#### Exercise objective:
In the data below, find each line containing the string "target" and return it.

#### Data shown:
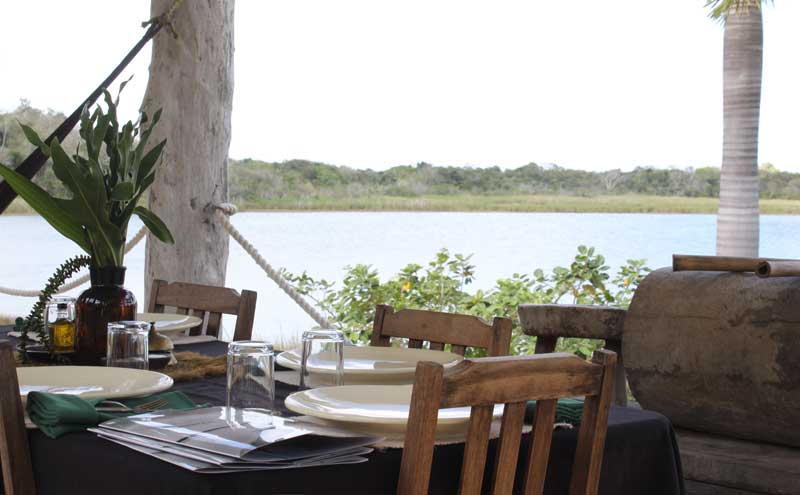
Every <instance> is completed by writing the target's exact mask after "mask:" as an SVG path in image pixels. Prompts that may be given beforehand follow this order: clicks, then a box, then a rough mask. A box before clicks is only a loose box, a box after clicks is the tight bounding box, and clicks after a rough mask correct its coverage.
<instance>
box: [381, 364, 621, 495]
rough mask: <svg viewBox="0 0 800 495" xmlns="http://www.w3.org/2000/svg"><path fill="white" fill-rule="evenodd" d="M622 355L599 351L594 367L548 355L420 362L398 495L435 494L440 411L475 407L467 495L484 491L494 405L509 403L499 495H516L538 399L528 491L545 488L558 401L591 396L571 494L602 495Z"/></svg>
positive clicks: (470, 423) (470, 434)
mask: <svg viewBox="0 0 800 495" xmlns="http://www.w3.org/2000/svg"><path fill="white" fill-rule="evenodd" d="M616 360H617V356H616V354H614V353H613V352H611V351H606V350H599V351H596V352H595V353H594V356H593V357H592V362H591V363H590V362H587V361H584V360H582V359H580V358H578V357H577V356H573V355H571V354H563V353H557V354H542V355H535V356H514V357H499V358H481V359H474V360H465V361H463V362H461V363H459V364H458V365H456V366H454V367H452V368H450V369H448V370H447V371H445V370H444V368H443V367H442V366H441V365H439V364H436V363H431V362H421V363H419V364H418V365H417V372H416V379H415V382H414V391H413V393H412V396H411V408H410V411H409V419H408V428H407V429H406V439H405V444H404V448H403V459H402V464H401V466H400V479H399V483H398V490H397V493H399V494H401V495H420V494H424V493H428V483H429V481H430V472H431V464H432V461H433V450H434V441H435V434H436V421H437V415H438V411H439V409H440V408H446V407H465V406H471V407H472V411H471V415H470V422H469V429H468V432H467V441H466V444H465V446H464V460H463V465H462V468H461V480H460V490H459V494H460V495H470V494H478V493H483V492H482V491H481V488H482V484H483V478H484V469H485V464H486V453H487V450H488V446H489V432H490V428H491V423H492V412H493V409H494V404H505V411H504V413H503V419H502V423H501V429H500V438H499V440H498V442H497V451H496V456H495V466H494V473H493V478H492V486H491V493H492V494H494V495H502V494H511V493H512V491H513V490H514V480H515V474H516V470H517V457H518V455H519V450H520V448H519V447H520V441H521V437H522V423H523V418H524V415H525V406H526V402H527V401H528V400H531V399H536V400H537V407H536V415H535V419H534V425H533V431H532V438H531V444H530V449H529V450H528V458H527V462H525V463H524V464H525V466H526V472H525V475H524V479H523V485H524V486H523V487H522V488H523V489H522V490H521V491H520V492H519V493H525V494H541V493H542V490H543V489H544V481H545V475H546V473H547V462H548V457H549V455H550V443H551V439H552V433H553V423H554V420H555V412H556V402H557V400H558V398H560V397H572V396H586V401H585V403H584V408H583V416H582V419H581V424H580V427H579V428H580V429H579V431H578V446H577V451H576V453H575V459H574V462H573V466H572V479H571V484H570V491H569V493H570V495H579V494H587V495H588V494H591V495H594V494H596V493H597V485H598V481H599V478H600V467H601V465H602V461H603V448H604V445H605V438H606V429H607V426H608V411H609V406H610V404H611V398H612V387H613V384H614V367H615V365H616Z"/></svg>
==
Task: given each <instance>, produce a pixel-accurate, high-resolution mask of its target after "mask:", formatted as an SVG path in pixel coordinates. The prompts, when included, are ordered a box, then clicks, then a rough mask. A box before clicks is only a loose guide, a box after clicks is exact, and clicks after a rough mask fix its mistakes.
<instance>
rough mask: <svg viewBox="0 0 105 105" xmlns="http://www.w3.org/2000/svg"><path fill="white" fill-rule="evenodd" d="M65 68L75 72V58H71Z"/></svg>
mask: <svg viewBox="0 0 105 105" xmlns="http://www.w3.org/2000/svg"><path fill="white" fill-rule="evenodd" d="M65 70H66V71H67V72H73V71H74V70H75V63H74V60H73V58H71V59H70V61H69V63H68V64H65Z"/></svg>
...
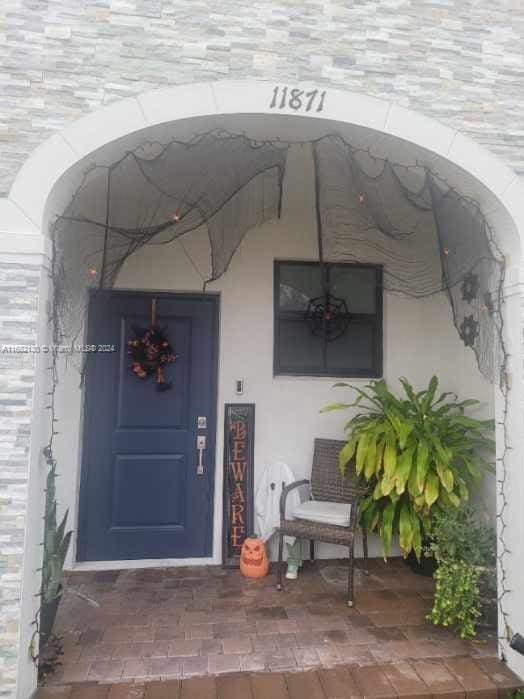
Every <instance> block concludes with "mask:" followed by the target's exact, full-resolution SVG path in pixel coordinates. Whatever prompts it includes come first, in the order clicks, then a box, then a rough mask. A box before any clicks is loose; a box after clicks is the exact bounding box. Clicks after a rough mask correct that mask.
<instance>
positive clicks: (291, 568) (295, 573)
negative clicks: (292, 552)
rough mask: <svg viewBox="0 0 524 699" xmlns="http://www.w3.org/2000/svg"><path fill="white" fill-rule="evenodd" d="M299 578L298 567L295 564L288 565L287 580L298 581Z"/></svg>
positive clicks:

#### Answer area:
Every <instance> is completed by writing the target's exact mask after "mask:" as an SVG path in image pixels. Prompts that may be given beforehand follow this order: clicks, then a box, then a rough mask. A box before clicks is only a loose box, a box after clicks is the tight bounding box, and clicks after a rough mask correct its coverage.
Task: given each <instance>, produce a pixel-accurate, high-resolution mask of its target after "mask:", formatted as an SVG path in pixel coordinates. The prompts, when included, are ordered a box, then clicks, then a rough mask. A box before clicks is only a loose guide, a box after clicks is exact, and clicks after a rough mask fix its mistakes.
Every <instance> block concludes with "mask:" followed by the target's exact, full-resolution SVG path in pixel coordinates. Whatever prompts it includes come first, in the order clicks, then a box, then a rough mask. A box before any clicks is loose; a box after clicks is the exact bounding box. Clicks after a rough mask correct that mask.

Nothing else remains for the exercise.